**DOCUMENTO DE ORIGEM**:
......

Como se diz no mundo jurídico, nada mais injusto que passar a régua e tratar os desiguais como iguais. A verdadeira justiça é aquela que busca tratar os iguais como iguais e os desiguais como desiguais. Não se pode exigir de um cadeirante que suba as escadas. Há que se trata-lo diferentemente de um não cadeirante, obrigando as instituições a instalar rebaixamentos nas calçadas e rampas de acesso aos pavimentos superiores.
Em vista de uma solução, ousamos fazer os seguintes apontamentos.
Primeiramente, os menores são desiguais, e assim devem ser tratados. Bem verdade que a sociedade, sob esta ótica, está em “pé de desigualdade”, pois a lei parece beneficiar os menores infratores. Adolescentes que comentem atos gravíssimos não são “punidos” como devem (tecnicamente, sequer são punidos).
Em segundo lugar, não se deve deixar de lado a conquista que foi para a própria sociedade o Estatuto da Criança e do Adolescente. Este, com todas as suas falhas, em sua construção contou com a colaboração de diversos segmentos sociais, sendo, portanto, fruto de uma construção coletiva que não pode ser ignorada.

......

**MATERIAL FORNECIDO**:
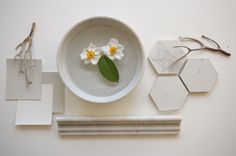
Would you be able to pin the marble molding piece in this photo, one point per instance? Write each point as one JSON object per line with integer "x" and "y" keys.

......

**TAREFAS PROPOSTAS**:
- 1) Reescreva de forma mais concisa o parágrafo do documento de origem que começa com “Como se diz no mundo jurídico”, preservando seus fatos principais.
- 2) Dê continuidade ao documento de origem, escrevendo a partir do último parágrafo apresentado.

**RESPOSTAS DO EXERCÍCIO**:
- 1) No meio jurídico, considera-se injusto tratar os desiguais como iguais, pois a verdadeira justiça trata os iguais como iguais e os desiguais como desiguais. Por isso, não se exige que um cadeirante suba escadas. As instituições devem instalar rebaixamentos nas calçadas e rampas de acesso aos pavimentos superiores.

- 2)
Finalmente, atente-se para a necessidade de atualizar as leis, principalmente as penais, em face da realidade social. Hoje não temos mais crianças e adolescente tão ingênuos e desconhecedores da vida e da morte, com o eram (será que já eram?) as crianças e os adolescente dos primórdios da década de 1990 ou mesmo de 1940 do século passado.
Do equilíbrio de todos estes fatores, sobressai, então, a proposta, já defendida por não poucos, de se elaborar um rol taxativo de infrações que, cometidas por menores de até 12 anos – alguns defendem 15 ou 16 anos –, seriam consideradas crimes (e não meros atos infracionais), sendo os seus autores processados como maiores de 18 anos.
Estaríamos, então, diante de uma espécie de “emancipação penal”, que seria atingida na hipótese do cometimento de alguns crimes, como homicídio doloso, tráfico de droga, estupro ou outros delitos que vierem a ser definidos. Condenados, não seriam estes menores, porém, largados à convivência com maiores, dentro de um presídio, mas, sim, cumpririam suas penas em presídios especiais, em que não fossem interrompidos – ou fossem iniciados – os estudos básico e fundamental.
A pena seria a mesma cominada para cada crime aos maiores de 18 anos, com a possibilidade progressão mais acelerados. Obrigatória nas dependências prisionais seria a presença de, além de agentes penitenciários, psicólogos, pedagogos e assistentes sociais, dentre outros profissionais, assim como obrigatório seria o trabalho (não forçado), instrumento formidável de formação do caráter.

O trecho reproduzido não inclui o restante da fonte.